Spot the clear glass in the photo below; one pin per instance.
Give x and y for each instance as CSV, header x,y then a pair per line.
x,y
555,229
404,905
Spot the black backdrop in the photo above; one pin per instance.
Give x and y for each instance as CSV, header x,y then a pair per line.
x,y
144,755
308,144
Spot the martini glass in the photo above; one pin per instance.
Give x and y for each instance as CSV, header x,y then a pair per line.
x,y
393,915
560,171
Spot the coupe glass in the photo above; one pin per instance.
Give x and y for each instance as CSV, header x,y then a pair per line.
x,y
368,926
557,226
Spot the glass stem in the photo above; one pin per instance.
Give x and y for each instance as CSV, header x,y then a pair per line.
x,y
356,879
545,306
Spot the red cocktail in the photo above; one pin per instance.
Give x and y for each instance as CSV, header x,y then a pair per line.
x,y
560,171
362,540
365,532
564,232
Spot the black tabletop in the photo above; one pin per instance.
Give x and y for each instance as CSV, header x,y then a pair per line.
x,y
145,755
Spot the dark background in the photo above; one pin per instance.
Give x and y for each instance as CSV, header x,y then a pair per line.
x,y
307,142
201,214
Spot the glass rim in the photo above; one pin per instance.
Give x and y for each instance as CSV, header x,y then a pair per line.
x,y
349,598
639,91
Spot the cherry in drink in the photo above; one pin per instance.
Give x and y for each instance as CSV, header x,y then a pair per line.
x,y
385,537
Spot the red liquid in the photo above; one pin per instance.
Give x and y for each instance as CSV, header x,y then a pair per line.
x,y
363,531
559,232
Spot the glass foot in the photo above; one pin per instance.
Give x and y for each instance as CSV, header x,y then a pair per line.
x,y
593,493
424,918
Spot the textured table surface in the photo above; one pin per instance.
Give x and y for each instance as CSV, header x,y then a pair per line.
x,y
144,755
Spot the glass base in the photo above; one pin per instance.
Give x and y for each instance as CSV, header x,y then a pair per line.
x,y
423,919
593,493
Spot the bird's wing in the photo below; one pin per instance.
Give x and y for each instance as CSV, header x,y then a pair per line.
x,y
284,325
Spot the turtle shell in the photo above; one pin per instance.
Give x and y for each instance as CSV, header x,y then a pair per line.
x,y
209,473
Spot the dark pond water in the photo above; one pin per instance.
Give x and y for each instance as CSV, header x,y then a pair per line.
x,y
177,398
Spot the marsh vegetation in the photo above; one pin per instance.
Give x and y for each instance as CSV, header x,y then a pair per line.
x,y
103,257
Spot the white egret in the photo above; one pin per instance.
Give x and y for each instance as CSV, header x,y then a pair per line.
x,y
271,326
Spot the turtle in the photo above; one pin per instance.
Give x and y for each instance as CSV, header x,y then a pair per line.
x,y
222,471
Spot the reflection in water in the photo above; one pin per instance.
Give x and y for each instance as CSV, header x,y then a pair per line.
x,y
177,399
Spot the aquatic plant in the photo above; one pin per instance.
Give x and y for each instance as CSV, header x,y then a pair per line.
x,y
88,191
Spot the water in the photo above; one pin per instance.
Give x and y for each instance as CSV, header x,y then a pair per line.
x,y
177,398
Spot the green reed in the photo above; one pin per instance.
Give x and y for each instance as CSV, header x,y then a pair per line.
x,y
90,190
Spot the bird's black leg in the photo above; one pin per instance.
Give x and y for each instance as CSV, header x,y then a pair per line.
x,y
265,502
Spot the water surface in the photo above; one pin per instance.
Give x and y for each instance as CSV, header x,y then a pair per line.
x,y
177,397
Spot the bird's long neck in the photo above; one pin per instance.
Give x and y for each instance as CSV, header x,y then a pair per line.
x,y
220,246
* * * * *
(What the task requires):
The string "surface" may appear in lines of the entries above. Say how many such lines there are, as a number only.

(Result):
2